● **What you will do**
Gather every line below where "field" appears.

● **Records to use**
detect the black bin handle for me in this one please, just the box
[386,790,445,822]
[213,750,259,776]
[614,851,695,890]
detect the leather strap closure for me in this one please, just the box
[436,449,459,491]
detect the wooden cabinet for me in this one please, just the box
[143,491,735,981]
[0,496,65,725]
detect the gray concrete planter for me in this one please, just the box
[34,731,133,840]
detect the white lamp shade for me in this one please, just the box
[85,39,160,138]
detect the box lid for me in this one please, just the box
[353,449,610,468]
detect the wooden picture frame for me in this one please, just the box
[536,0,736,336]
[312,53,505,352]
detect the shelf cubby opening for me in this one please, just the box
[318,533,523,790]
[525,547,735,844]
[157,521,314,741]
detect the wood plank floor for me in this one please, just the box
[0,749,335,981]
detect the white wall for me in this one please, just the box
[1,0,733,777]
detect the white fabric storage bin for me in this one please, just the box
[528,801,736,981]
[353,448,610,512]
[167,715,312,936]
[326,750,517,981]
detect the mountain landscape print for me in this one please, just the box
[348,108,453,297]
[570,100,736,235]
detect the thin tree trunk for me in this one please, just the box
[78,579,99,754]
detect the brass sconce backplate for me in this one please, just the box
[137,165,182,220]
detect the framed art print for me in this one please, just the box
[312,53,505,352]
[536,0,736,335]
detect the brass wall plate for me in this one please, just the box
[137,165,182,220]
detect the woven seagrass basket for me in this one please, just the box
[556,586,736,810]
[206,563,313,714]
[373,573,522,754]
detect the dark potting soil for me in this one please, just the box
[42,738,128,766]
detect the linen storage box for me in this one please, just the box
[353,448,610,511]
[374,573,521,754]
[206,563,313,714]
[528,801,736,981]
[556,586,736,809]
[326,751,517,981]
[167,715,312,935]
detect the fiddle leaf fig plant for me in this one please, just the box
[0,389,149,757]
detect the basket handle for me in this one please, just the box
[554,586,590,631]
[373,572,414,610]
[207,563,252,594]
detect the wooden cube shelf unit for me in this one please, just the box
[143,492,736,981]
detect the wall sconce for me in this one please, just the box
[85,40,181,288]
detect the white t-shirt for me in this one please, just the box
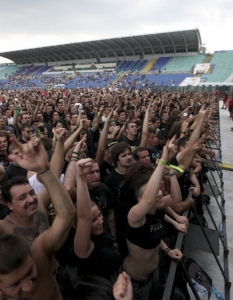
[29,173,64,195]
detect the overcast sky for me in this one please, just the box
[0,0,233,63]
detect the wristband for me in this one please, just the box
[37,166,50,175]
[164,247,170,254]
[167,172,176,176]
[73,151,80,156]
[159,159,167,166]
[70,157,79,162]
[169,164,184,173]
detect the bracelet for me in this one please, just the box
[167,172,176,176]
[159,159,167,166]
[164,247,170,254]
[169,164,184,173]
[70,157,79,162]
[73,151,80,156]
[37,166,50,175]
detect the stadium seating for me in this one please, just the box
[25,66,42,75]
[130,60,148,72]
[201,51,233,82]
[165,55,205,72]
[0,65,20,78]
[118,73,193,88]
[114,60,127,73]
[151,57,172,70]
[14,66,31,75]
[35,66,51,75]
[1,51,233,88]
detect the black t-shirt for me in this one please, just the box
[99,160,114,183]
[71,230,120,278]
[115,121,124,128]
[0,155,10,169]
[43,112,49,123]
[120,136,140,153]
[159,122,166,130]
[57,110,65,123]
[147,147,160,164]
[5,164,28,179]
[104,169,124,216]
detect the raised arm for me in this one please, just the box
[91,112,100,133]
[74,159,95,258]
[64,135,87,198]
[128,142,169,226]
[13,107,21,132]
[63,119,85,154]
[162,168,182,206]
[139,102,150,147]
[36,128,67,210]
[95,109,114,166]
[9,138,75,256]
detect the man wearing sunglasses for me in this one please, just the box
[19,124,34,144]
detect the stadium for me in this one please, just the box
[0,27,232,300]
[0,28,233,95]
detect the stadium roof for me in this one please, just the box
[0,29,202,65]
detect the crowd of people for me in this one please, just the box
[0,86,221,299]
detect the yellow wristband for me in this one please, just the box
[159,159,167,166]
[169,164,184,173]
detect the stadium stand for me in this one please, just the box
[201,51,233,82]
[117,73,194,88]
[151,57,172,70]
[34,66,51,75]
[141,58,157,73]
[164,55,205,72]
[0,65,19,78]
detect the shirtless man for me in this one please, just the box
[0,129,66,246]
[0,138,74,300]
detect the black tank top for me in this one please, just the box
[126,209,165,249]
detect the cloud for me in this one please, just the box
[0,0,233,62]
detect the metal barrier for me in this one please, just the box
[162,99,231,299]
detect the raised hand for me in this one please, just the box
[161,140,169,163]
[113,272,133,300]
[9,137,49,173]
[168,135,177,157]
[54,128,67,143]
[106,108,114,122]
[76,158,93,177]
[74,135,87,154]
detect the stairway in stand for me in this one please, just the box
[141,58,157,73]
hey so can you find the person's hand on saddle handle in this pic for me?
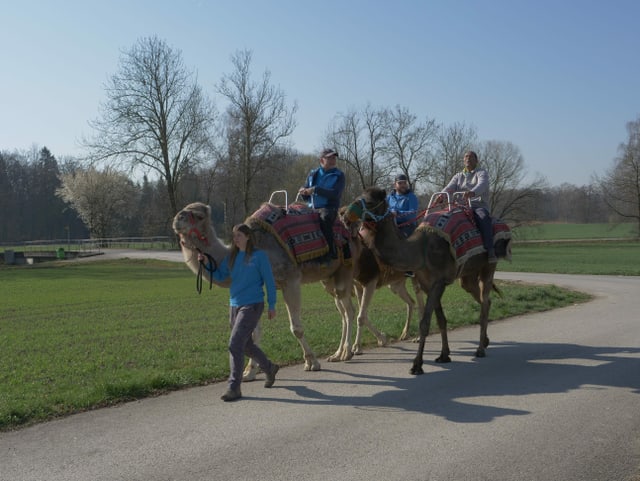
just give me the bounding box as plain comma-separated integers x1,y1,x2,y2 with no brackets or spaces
298,186,314,196
432,193,447,206
462,190,475,201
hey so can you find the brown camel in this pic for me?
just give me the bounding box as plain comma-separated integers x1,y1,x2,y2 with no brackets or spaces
347,220,425,354
343,187,511,375
173,202,356,375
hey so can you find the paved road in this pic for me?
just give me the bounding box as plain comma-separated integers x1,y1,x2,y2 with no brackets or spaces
71,248,186,263
2,255,639,481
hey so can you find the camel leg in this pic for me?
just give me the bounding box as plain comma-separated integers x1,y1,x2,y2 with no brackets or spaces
433,298,451,363
352,283,366,354
242,321,261,381
281,284,321,371
476,268,496,357
460,270,494,358
327,295,351,362
412,277,426,324
411,280,447,375
388,278,416,341
476,291,491,358
408,277,427,343
327,280,356,362
351,280,388,355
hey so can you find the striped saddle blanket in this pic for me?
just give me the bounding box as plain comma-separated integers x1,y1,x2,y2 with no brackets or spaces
420,207,511,267
251,203,350,264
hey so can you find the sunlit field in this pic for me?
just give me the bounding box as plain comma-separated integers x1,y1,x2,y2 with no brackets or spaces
0,256,595,430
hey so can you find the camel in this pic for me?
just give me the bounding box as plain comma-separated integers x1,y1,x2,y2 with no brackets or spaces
343,186,511,375
173,201,356,376
346,219,425,354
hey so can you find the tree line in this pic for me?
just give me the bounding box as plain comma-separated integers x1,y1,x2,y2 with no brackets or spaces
1,36,639,243
1,142,633,244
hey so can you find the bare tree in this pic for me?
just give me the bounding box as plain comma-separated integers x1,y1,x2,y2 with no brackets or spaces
217,49,297,218
325,104,389,199
596,116,640,235
381,105,439,193
84,36,217,216
478,140,548,222
428,122,478,192
57,167,137,239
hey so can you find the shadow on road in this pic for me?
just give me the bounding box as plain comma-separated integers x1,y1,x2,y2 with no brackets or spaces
250,341,640,423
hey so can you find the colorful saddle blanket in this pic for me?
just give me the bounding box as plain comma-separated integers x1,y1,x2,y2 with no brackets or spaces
420,207,511,267
251,203,350,264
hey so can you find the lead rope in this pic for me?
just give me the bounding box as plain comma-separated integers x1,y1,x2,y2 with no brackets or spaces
196,251,217,294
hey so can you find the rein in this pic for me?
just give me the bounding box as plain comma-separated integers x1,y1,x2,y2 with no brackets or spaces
196,250,217,294
179,212,217,294
395,208,428,230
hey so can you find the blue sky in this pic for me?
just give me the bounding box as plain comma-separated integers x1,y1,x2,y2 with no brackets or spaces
2,0,639,187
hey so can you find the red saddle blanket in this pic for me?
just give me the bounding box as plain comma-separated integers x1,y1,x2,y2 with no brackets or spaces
251,203,350,264
420,207,511,267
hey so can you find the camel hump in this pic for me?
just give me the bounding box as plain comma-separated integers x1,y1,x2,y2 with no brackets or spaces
250,203,352,264
422,208,511,267
250,203,325,263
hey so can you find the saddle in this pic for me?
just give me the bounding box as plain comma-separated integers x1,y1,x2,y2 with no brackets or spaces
251,203,351,264
419,206,511,267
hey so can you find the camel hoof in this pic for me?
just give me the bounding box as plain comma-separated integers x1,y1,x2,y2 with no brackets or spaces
242,366,259,382
435,355,451,363
328,350,353,362
410,365,424,375
304,360,321,371
377,334,388,347
475,349,486,358
351,345,364,356
399,331,409,341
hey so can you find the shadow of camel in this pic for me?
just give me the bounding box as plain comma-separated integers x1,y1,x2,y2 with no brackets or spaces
250,340,640,424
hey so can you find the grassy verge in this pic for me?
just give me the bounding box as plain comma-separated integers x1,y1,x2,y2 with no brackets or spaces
511,222,638,240
0,241,622,431
503,241,640,275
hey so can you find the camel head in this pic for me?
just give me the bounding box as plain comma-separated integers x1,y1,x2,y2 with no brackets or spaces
173,202,233,285
172,202,214,251
342,186,390,229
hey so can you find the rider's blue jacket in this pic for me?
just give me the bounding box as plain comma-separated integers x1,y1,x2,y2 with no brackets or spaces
387,188,419,237
301,167,345,211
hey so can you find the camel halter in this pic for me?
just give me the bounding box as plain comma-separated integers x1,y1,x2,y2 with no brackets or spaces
179,210,217,294
185,211,208,243
348,197,390,226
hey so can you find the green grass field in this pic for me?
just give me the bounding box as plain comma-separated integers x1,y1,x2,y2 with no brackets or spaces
512,222,638,240
1,237,638,430
0,258,585,431
504,241,640,275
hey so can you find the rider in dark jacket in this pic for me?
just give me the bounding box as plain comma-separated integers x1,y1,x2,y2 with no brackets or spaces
299,148,345,259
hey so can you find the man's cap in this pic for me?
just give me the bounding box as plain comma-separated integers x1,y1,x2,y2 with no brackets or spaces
320,148,338,158
395,174,409,182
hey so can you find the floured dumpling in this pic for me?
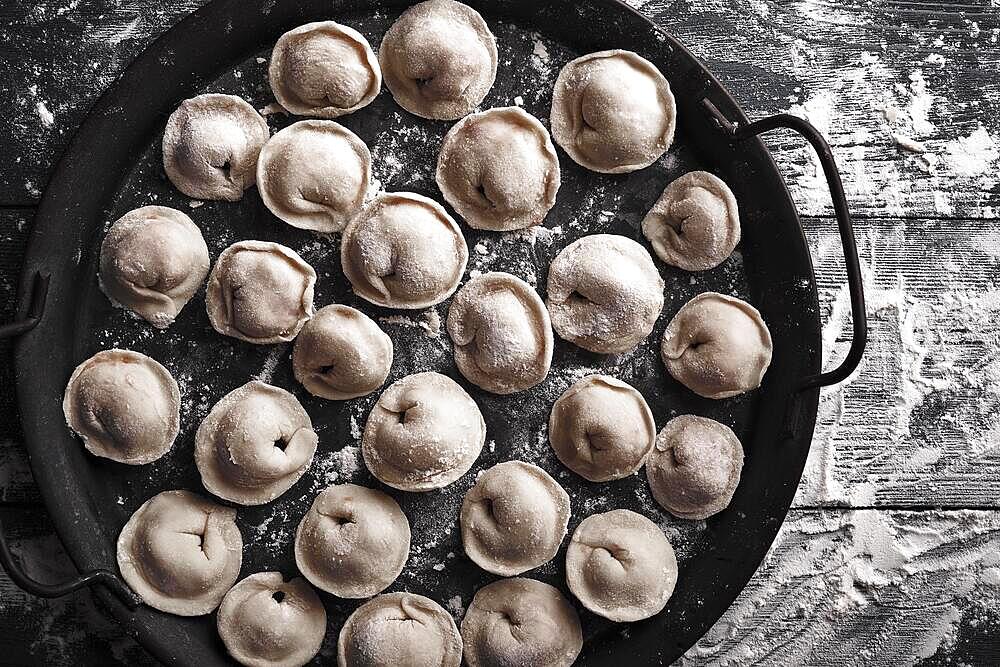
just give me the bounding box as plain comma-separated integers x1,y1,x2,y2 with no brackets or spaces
546,234,664,354
436,107,560,231
162,93,269,201
565,509,677,622
446,272,553,394
548,375,655,482
647,415,744,520
206,240,316,344
257,120,371,232
63,349,179,465
379,0,498,120
462,578,582,667
269,21,381,118
460,461,570,576
362,372,485,491
117,490,242,616
99,206,209,329
292,304,393,400
337,592,462,667
217,572,327,667
294,484,410,597
661,292,773,399
642,171,740,271
195,381,319,505
341,192,468,309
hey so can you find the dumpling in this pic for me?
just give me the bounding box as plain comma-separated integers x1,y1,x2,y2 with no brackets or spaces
641,171,740,271
162,93,269,201
460,461,570,576
546,234,664,354
646,415,744,520
548,375,655,482
294,483,410,597
341,192,468,309
257,120,371,232
292,304,393,400
99,206,210,328
565,509,677,622
461,578,582,667
436,107,560,231
269,21,381,118
337,592,462,667
550,50,675,174
206,240,316,344
217,572,327,667
379,0,498,120
117,490,242,616
63,349,179,465
362,372,485,491
661,292,773,399
446,272,553,394
195,381,319,506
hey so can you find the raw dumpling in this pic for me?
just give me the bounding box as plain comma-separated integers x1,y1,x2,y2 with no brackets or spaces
217,572,327,667
362,372,485,491
548,375,655,482
195,381,319,505
257,120,371,232
646,415,744,520
565,509,677,622
292,304,393,400
99,206,210,328
446,272,553,394
162,93,269,201
461,578,582,667
117,490,242,616
63,349,179,465
641,171,740,271
661,292,773,399
379,0,498,120
341,192,468,309
460,461,570,576
546,234,664,354
294,484,410,597
551,50,675,174
269,21,381,118
436,107,560,231
337,592,462,667
206,240,316,344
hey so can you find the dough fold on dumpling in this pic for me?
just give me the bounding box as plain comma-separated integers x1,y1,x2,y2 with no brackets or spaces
162,93,269,201
661,292,773,399
117,490,243,616
63,349,180,465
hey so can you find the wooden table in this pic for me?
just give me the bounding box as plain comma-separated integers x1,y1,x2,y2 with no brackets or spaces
2,0,999,664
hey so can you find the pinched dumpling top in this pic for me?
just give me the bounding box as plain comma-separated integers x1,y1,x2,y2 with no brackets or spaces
642,171,741,271
446,272,553,395
269,21,381,118
217,572,327,667
99,206,209,329
379,0,497,120
551,50,675,174
63,349,179,465
436,107,560,231
341,192,468,309
206,240,316,344
337,592,462,667
362,372,485,491
257,120,371,232
117,490,243,616
661,292,773,399
162,93,269,201
546,234,664,354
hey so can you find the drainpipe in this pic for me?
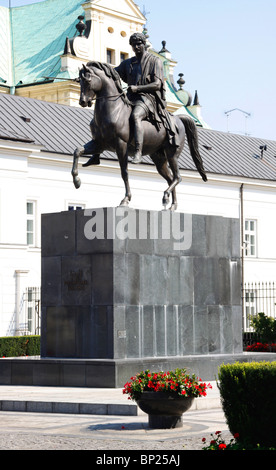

● **Exercise result**
hey so can you find the sunlit field in this pic for me?
hey so can you find the green grass field in this pic for me?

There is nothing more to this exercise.